→ **Data section**
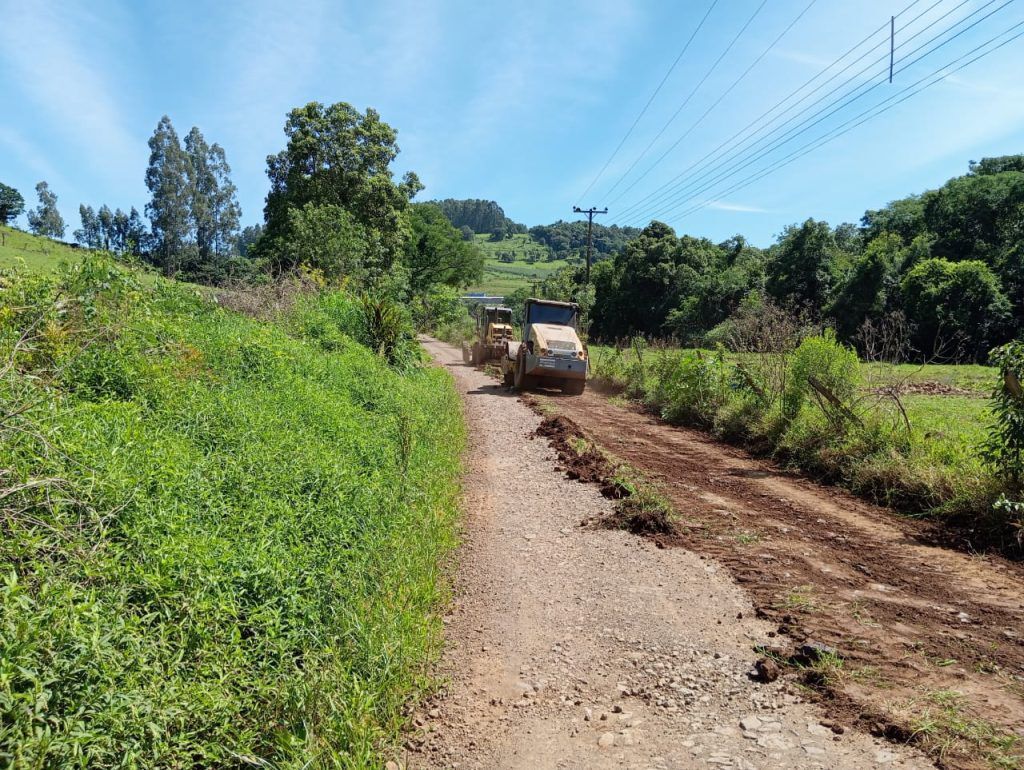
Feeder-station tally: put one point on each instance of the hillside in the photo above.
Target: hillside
(515, 262)
(220, 536)
(33, 253)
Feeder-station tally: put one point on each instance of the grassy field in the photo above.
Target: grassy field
(504, 277)
(936, 467)
(32, 253)
(221, 538)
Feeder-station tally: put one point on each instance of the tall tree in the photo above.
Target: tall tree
(247, 239)
(215, 211)
(107, 226)
(11, 204)
(803, 266)
(341, 157)
(167, 179)
(89, 234)
(436, 252)
(46, 220)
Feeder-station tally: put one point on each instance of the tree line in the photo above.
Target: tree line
(334, 208)
(947, 265)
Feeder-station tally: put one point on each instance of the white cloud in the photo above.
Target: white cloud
(58, 73)
(737, 207)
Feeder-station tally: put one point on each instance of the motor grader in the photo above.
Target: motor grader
(551, 353)
(494, 333)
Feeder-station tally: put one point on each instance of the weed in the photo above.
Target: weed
(219, 537)
(800, 598)
(941, 720)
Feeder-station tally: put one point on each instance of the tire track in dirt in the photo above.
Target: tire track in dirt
(578, 647)
(911, 619)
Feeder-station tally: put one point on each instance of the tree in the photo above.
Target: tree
(871, 286)
(247, 239)
(802, 269)
(107, 233)
(11, 204)
(957, 304)
(89, 234)
(904, 217)
(328, 239)
(436, 253)
(167, 180)
(46, 220)
(214, 210)
(337, 156)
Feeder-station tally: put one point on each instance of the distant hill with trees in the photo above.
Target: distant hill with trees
(947, 265)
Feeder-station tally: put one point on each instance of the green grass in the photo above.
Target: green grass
(37, 255)
(33, 253)
(936, 470)
(220, 538)
(504, 277)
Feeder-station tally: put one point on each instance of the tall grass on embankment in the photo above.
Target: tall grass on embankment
(220, 538)
(815, 407)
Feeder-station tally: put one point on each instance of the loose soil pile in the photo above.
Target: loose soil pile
(912, 624)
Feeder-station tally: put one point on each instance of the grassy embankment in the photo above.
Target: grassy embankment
(33, 254)
(504, 277)
(934, 469)
(221, 537)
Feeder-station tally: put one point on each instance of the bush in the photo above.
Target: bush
(1005, 448)
(821, 365)
(228, 557)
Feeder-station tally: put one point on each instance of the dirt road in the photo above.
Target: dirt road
(579, 647)
(931, 639)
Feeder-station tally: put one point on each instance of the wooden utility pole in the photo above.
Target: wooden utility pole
(590, 230)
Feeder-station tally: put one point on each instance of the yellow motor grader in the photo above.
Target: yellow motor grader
(494, 333)
(551, 354)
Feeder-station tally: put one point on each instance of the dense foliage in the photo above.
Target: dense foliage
(478, 216)
(568, 240)
(337, 156)
(220, 537)
(949, 261)
(193, 208)
(11, 204)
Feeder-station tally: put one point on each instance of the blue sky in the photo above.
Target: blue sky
(517, 101)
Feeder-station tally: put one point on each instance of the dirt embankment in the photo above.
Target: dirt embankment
(929, 642)
(574, 646)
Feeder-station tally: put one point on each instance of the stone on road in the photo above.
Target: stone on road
(576, 647)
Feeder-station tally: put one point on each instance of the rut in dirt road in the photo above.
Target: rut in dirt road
(931, 640)
(577, 647)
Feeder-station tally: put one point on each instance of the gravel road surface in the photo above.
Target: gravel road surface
(577, 647)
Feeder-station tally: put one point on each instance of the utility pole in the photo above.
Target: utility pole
(590, 230)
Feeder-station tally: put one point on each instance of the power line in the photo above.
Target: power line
(873, 112)
(781, 102)
(688, 97)
(810, 122)
(727, 91)
(649, 100)
(683, 186)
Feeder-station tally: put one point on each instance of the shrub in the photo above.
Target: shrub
(689, 386)
(818, 366)
(229, 557)
(1005, 448)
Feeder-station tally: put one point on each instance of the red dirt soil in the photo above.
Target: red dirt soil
(911, 619)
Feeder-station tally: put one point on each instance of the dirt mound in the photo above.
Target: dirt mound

→ **What the exercise asks**
What the answer needs is every record above, exactly as written, and no pictures.

→ **Solution to this task**
Feeder-station tally: put one point on each instance of the hillside in the photo above.
Target: hillside
(515, 262)
(220, 536)
(33, 253)
Feeder-station tally: put one point on each instance of the grassy field in the photo above.
Target: grassy field
(504, 277)
(936, 467)
(32, 253)
(221, 538)
Feeder-station tally: put one point on each instance of the tall tree in the photo above.
Target: tall tree
(247, 239)
(215, 211)
(107, 226)
(11, 204)
(803, 266)
(341, 157)
(167, 179)
(89, 234)
(436, 252)
(46, 220)
Feeder-station tally: put one point on each instance of the tree line in the photo above.
Target: tree line
(334, 208)
(947, 265)
Feeder-station tally: put one point on each instance of the white cloud in the photo above.
Target: white cloud
(58, 73)
(737, 207)
Feeder-station tally: put one point on each instance of the motor grader in the photo above.
Target: motor grader
(551, 353)
(494, 333)
Feeder-station tally: put one point on each instance of the weed in the photo above.
Target: weed
(219, 537)
(800, 598)
(941, 720)
Feeder-station tally: put one point on each instance of the tire track in dirt in the photo above.
Target: tire track in dirt
(578, 647)
(911, 619)
Feeder-station tally: put one point on each instance of the tree in the photo above.
Target: tree
(871, 286)
(247, 239)
(802, 269)
(107, 233)
(11, 204)
(957, 304)
(89, 234)
(904, 217)
(328, 239)
(436, 253)
(167, 180)
(46, 220)
(214, 210)
(337, 156)
Feeder-station tally: put one point on each instance of the distant hill with trees in the photo above.
Target: distant hill with trees
(947, 265)
Feeder-station tally: put one point on each instance of the green grass in the photo above.
Target: green grass
(37, 255)
(33, 253)
(936, 470)
(220, 538)
(504, 277)
Feeder-station tally: put one point on each instance of the tall grass on embankment in the photo above.
Target: tall grass on embankment
(220, 538)
(815, 407)
Feeder-station tally: put one point on each instance of the loose soil pile in the photo above.
Target: loose soil pile
(912, 624)
Feeder-station tally: put one point on each instance of the grassy embankment in the photo above.
Target: grassy embankment
(33, 254)
(504, 277)
(934, 469)
(221, 537)
Feeder-station tally: put one point on each instance of the bush in the photo above.
Target: bush
(1005, 448)
(821, 365)
(228, 557)
Feeder-station tally: put one point on each instance of the dirt road in the photo above.
Target: dirt road
(579, 647)
(931, 639)
Feeder-station tally: put one point on each instance of the wooden utility pole in the photo above.
Target: wooden utility pole
(590, 230)
Feeder-station tally: put one point on each instance of the yellow motor grader in the photo above.
Target: yellow motor grader
(494, 333)
(551, 354)
Feeder-station tally: put one point on each instance of the dense foliage in the photo above.
Target: dense foliage
(478, 216)
(568, 240)
(337, 156)
(220, 537)
(949, 261)
(193, 208)
(11, 204)
Feeder-station tally: put one point on each instance of the blue sky in the photo above.
Target: blue sky
(517, 101)
Feeder-station tally: put one point on each instance of the dirt embankment in the photo above.
Target: dirt embankment
(929, 642)
(574, 646)
Feeder-station tally: put one point on each instance of the stone on road in the photo above.
Target: stone on road
(576, 647)
Feeder-station tally: put one point on each instance of the rut in dirt road in the photo above.
Target: rut in dirt road
(931, 640)
(577, 647)
Feeder-station tally: put one point on each instance of the gravel road surface in the photo above.
Target: gravel road surface
(577, 647)
Feeder-station tally: put one point on each instance of the utility pole in the photo above.
Target: utility pole
(590, 230)
Feeder-station tally: put one point on each instance of the power line in the photo above.
Target: power line
(873, 112)
(781, 102)
(688, 97)
(810, 122)
(727, 91)
(649, 100)
(683, 186)
Feeder-station tally: put one point on each instance of the shrub in the photo above.
Target: shrub
(689, 386)
(818, 366)
(229, 557)
(1005, 448)
Feeder-station tally: put one point on each instance of the red dirt soil in the photo above.
Target: red dirt soil
(911, 619)
Feeder-station tally: put one point on each instance of the dirt mound in the photo above.
Target: dirt mound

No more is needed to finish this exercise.